begin Provided data

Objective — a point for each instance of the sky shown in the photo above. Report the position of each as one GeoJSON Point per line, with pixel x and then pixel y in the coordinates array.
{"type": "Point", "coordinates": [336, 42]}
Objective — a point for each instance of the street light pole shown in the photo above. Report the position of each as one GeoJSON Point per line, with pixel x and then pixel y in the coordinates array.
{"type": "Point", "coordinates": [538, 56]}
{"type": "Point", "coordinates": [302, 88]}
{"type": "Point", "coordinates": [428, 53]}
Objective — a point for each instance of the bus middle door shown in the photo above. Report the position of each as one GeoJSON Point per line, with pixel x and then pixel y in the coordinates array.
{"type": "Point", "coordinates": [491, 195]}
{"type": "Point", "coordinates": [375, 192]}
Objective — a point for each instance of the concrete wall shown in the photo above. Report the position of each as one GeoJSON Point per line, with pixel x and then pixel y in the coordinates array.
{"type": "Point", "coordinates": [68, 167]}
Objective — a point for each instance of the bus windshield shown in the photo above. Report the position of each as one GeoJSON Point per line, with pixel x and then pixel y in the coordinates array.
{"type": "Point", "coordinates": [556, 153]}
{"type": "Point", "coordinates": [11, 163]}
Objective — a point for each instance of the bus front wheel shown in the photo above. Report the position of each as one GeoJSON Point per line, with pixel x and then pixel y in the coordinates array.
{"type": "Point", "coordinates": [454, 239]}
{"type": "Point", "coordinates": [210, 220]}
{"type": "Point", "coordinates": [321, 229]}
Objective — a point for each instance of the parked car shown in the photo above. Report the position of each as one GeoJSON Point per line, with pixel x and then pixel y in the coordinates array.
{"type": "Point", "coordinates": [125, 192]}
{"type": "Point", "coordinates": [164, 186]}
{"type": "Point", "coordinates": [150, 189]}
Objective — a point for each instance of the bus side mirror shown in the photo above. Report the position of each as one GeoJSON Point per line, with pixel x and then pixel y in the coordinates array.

end Provided data

Take the line in which "Objective — a point for each instance of the bus windshield" occurs and each subsequent line through the end; give these lines again without alteration.

Objective — a point for each instance of the bus windshield shown in the photo above. Report the position of each as one GeoJSON Point per line, with pixel x and then pixel y in the coordinates array.
{"type": "Point", "coordinates": [556, 153]}
{"type": "Point", "coordinates": [11, 163]}
Objective — a point for each instance of the bus front wheel shown in the photo above. Report the position of each as one GeoJSON Point per line, with pixel x and then pixel y in the coordinates array.
{"type": "Point", "coordinates": [454, 239]}
{"type": "Point", "coordinates": [210, 220]}
{"type": "Point", "coordinates": [321, 229]}
Objective — a point for each instance of the parked car shown in the photo above. Report the position of each as one GeoJSON Point per line, with pixel x and then pixel y in the coordinates array.
{"type": "Point", "coordinates": [125, 192]}
{"type": "Point", "coordinates": [164, 186]}
{"type": "Point", "coordinates": [150, 189]}
Objective — a point for each instance of the bus side mirror shown in the photo above. Report the position of each as one GeoJSON Point per line, with pixel x and then pixel y in the coordinates array.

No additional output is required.